> _Reading passage_
★ ★ ★ ★ ★ ★ ★
The nation's largest telephone and cable companies are crafting an alarming set of strategies that would transform the free, open and nondiscriminatory Internet of today to a privately run and branded service that would charge a fee for virtually everything we do online.

Verizon, Comcast, Bell South and other communications giants are developing strategies that would track and store information on our every move in cyberspace in a vast data-collection and marketing system, the scope of which could rival the National Security Agency. According to white papers now being circulated in the cable, telephone and telecommunications industries, those with the deepest pockets--corporations, special-interest groups and major advertisers--would get preferred treatment. Content from these providers would have first priority on our computer and television screens, while information seen as undesirable, such as peer-to-peer communications, could be relegated to a slow lane or simply shut out.

Under the plans they are considering, all of us--from content providers to individual users--would pay more to surf online, stream videos or even send e-mail. Industry planners are mulling new subscription plans that would further limit the online experience, establishing "platinum," "gold" and "silver" levels of Internet access that would set limits on the number of downloads, media streams or even e-mail messages that could be sent or received.

To make this pay-to-play vision a reality, phone and cable lobbyists are now engaged in a political campaign to further weaken the nation's communications policy laws. They want the federal government to permit them to operate Internet and other digital communications services as private networks, free of policy safeguards or governmental oversight. Indeed, both the Congress and the Federal Communications Commission (FCC) are considering proposals that will have far-reaching impact on the Internet's future. Ten years after passage of the ill-advised Telecommunications Act of 1996, telephone and cable companies are using the same political snake oil to convince compromised or clueless lawmakers to subvert the Internet into a turbo-charged digital retail machine.

The telephone industry has been somewhat more candid than the cable industry about its strategy for the Internet's future. Senior phone executives have publicly discussed plans to begin imposing a new scheme for the delivery of Internet content, especially from major Internet content companies. As Ed Whitacre, chairman and CEO of AT&T, told Business Week in November, "Why should they be allowed to use my pipes? The Internet can't be free in that sense, because we and the cable companies have made an investment, and for a Google or Yahoo! or Vonage or anybody to expect to use these pipes [for] free is nuts!"

The phone industry has marshaled its political llies to help win the freedom to impose this new broadband business model. At a recent conference held by the Progress and Freedom Foundation, a think tank funded by Comcast, Verizon, AT&T and other media companies, there was much discussion of a plan for phone companies to impose fees on a sliding scale, charging content providers different levels of service. "Price discrimination," noted PFF's resident media expert Adam Thierer, "drives the market-based capitalist economy."
★ ★ ★ ★ ★ ★ ★
> _Recorded information_
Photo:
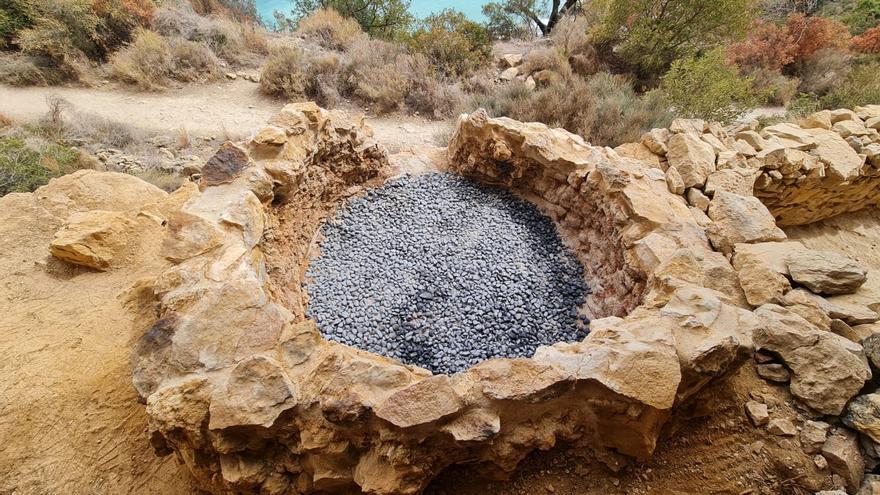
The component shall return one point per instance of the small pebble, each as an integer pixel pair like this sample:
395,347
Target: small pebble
441,272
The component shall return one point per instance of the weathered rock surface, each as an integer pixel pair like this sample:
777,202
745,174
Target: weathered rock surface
94,239
693,158
863,414
827,369
240,386
843,455
825,272
740,219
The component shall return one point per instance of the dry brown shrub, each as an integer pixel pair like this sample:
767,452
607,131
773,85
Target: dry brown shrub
824,70
428,94
542,59
146,62
193,61
330,29
282,75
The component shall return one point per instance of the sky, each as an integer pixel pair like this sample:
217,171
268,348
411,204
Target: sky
420,8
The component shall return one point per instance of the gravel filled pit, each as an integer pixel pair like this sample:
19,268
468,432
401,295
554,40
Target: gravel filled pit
442,272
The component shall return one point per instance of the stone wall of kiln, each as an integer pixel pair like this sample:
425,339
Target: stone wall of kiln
253,400
827,164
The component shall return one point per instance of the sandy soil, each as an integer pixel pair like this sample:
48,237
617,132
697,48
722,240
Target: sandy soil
233,108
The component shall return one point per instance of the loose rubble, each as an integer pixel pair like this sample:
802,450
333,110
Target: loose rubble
467,273
690,276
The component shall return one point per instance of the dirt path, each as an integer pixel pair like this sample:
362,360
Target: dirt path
234,108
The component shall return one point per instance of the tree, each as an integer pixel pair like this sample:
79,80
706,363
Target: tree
453,44
651,34
707,87
381,18
543,16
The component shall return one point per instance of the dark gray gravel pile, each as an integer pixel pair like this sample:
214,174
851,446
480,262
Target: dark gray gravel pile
441,272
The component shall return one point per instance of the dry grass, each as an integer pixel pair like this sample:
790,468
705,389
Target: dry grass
146,62
330,29
282,74
193,61
602,108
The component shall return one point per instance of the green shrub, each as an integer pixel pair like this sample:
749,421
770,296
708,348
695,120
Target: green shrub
603,108
388,19
23,169
651,35
706,87
20,168
15,15
455,45
193,61
330,29
861,87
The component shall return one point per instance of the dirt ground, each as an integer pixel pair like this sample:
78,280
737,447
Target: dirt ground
69,418
225,108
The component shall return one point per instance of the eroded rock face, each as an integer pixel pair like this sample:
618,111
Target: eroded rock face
827,370
253,400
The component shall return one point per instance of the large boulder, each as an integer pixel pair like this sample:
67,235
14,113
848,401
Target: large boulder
740,219
827,370
826,272
93,239
692,157
863,414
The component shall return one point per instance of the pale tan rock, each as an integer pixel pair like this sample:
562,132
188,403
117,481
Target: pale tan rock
760,282
638,151
867,111
734,180
826,387
271,135
863,415
818,120
427,401
848,128
813,436
842,114
94,239
790,136
774,372
841,161
691,157
757,413
782,427
842,452
826,272
674,181
789,161
753,139
257,392
656,140
694,126
745,148
740,219
714,142
731,159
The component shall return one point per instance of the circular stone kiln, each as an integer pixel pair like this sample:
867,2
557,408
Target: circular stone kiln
441,272
243,388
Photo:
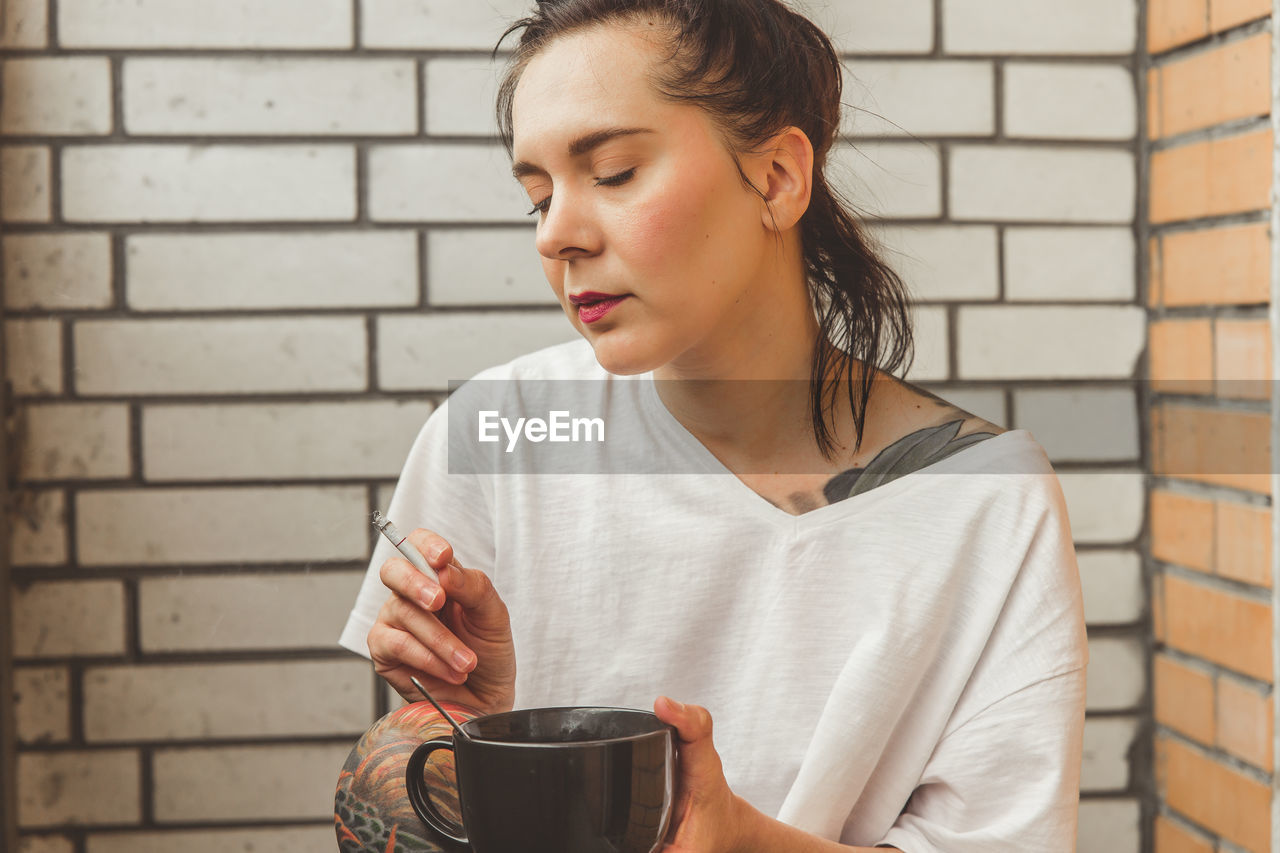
★ ★ ★ ★ ★ ★ ★
> _What you need to do_
[1] Translate this sentence from the passage on phone and cable companies' Internet plans into Spanish: "To make this pay-to-play vision a reality, phone and cable lobbyists are now engaged in a political campaign to further weaken the nation's communications policy laws."
[2] Reproduce word for word the stretch of the passage on phone and cable companies' Internet plans from "To make this" through "digital retail machine.".

> _Task-by-task results_
[1] Para hacer realidad esta visión de "pagar para participar", los cabilderos de las compañías telefónicas y de cable están ahora inmersos en una campaña política para debilitar aún más las leyes de política de comunicaciones del país.

[2]
To make this pay-to-play vision a reality, phone and cable lobbyists are now engaged in a political campaign to further weaken the nation's communications policy laws. They want the federal government to permit them to operate Internet and other digital communications services as private networks, free of policy safeguards or governmental oversight. Indeed, both the Congress and the Federal Communications Commission (FCC) are considering proposals that will have far-reaching impact on the Internet's future. Ten years after passage of the ill-advised Telecommunications Act of 1996, telephone and cable companies are using the same political snake oil to convince compromised or clueless lawmakers to subvert the Internet into a turbo-charged digital retail machine.